Stored rows |
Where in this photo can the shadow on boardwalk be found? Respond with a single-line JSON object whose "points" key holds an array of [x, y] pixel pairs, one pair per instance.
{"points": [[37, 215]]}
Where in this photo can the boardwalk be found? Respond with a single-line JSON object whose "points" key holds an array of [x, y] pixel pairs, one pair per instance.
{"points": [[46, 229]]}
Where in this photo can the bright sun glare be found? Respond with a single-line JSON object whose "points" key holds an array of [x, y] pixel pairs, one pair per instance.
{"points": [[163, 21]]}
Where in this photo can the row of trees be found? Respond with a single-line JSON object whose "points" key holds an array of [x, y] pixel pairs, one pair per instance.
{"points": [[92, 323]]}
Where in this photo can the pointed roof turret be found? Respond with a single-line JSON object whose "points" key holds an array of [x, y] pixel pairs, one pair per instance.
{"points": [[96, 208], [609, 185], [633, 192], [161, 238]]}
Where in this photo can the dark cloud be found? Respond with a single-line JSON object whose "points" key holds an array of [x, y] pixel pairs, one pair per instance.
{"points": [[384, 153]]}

Written instruction |
Format every line of the records, from the line containing "Where in this photo can the dark" through the end, as a JSON list of strings with one string per line and blank lines omitted.

Written reply |
[
  "Where in this photo can the dark cloud be found? Respond with a single-line JSON object whose \"points\" key holds an array of [x, y] pixel pairs, one pair per instance.",
  "{\"points\": [[384, 153]]}"
]